Your assignment:
Write the records below out again. Match them exactly.

[Referring expression data]
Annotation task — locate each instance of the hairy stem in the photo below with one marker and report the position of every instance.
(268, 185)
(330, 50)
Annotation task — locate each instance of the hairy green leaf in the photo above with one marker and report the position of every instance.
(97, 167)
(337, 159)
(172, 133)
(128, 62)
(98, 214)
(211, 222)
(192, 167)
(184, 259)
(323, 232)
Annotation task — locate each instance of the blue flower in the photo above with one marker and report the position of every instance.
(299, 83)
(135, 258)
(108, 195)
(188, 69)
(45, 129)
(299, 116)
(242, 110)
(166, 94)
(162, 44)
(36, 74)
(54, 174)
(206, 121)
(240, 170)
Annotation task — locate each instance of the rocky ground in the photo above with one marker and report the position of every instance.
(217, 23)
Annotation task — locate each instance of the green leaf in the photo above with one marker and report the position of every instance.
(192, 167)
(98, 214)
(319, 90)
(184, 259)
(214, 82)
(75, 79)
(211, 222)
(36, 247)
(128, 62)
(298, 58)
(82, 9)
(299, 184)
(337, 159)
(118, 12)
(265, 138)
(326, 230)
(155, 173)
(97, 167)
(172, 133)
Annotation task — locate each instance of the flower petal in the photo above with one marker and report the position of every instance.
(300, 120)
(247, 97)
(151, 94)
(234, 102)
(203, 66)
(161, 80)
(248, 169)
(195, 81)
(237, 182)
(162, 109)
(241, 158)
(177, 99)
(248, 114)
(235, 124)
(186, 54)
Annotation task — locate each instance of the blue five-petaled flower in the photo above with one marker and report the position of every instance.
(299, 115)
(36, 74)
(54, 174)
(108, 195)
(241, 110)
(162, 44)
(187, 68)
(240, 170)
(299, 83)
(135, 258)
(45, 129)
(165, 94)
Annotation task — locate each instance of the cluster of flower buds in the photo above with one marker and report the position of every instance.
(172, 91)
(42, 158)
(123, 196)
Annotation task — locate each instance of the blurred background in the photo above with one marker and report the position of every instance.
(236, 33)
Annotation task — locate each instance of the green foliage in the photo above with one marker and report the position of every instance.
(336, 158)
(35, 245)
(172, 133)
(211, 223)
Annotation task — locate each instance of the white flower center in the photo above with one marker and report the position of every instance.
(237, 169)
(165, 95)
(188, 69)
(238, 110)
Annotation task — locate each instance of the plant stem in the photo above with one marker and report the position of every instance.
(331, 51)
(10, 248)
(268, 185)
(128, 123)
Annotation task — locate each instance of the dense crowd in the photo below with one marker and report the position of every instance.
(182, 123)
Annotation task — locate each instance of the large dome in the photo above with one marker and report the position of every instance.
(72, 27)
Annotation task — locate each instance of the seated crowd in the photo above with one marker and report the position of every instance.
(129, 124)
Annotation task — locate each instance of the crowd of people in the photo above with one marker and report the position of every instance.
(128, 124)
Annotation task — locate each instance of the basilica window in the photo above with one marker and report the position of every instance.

Output below:
Annotation task — locate each instance of the hairy stem in the photo below with one marker and report the position of every instance.
(268, 185)
(330, 50)
Annotation task — locate each instance of the hairy green leaf in the photo above with one marker and report the position of every instance.
(97, 167)
(337, 159)
(172, 133)
(128, 62)
(98, 214)
(211, 222)
(192, 167)
(184, 259)
(323, 232)
Annotation task — locate each instance of the blue flower in the photo above with one marker and report the position of every instance.
(299, 83)
(135, 258)
(108, 195)
(188, 69)
(45, 129)
(299, 116)
(242, 110)
(166, 94)
(162, 44)
(36, 74)
(54, 174)
(206, 121)
(240, 170)
Annotation task — locate each instance of the rocky ground in the photo above with one marker and report the position of every instance.
(217, 23)
Annotation task — locate each instance of the green leaf in the photo above with one marker and report the position of every instance.
(192, 167)
(98, 214)
(319, 90)
(184, 259)
(214, 82)
(75, 79)
(211, 222)
(36, 247)
(128, 62)
(298, 58)
(82, 9)
(299, 184)
(337, 159)
(118, 12)
(265, 138)
(326, 230)
(155, 173)
(97, 167)
(172, 133)
Annotation task — locate each instance of the flower petal in the photo above with one marker and report the position of every instance.
(300, 120)
(247, 97)
(151, 94)
(234, 102)
(203, 66)
(161, 80)
(248, 169)
(195, 81)
(237, 182)
(162, 109)
(241, 158)
(177, 99)
(248, 114)
(235, 124)
(186, 54)
Annotation task — locate each instance of the blue five-petaled flower in the photo above with one marker and report the position of every instance.
(299, 115)
(36, 74)
(54, 174)
(108, 195)
(241, 110)
(162, 44)
(187, 68)
(240, 170)
(299, 83)
(135, 258)
(45, 129)
(165, 94)
Annotation task — locate each instance of the cluster of flower buds in the photo above with one marker and report the position of every instance.
(172, 91)
(42, 158)
(123, 196)
Annotation task — locate each instance of the blurred background in the photo above with one marker and report the position of every instance.
(236, 33)
Annotation task — locate each instance of the green foliage in the photo above with one marker and report the position of every instance.
(336, 158)
(35, 245)
(172, 133)
(211, 223)
Annotation task — locate each instance of the white flower center in the photo above with one marker and report the position of every instance.
(237, 169)
(165, 95)
(188, 69)
(238, 110)
Annotation task — locate each instance of the plant stem in the photo above with one marker and report the position of every instance.
(331, 51)
(10, 248)
(268, 185)
(128, 123)
Annotation task — locate each instance of the dense crowd in the photo below with one marker and report the position of every instance.
(182, 123)
Annotation task — locate each instance of the large dome in the photo above with one marker and report the position of every instance.
(72, 27)
Annotation task — locate each instance of the seated crowd in the photo above with one marker and report the position of every instance.
(129, 124)
Annotation task — locate each instance of the crowd of people in the photo above with one marker and report the position of every instance.
(128, 124)
Annotation task — locate each instance of the basilica window in the photo above with one marker and report the position of every instance.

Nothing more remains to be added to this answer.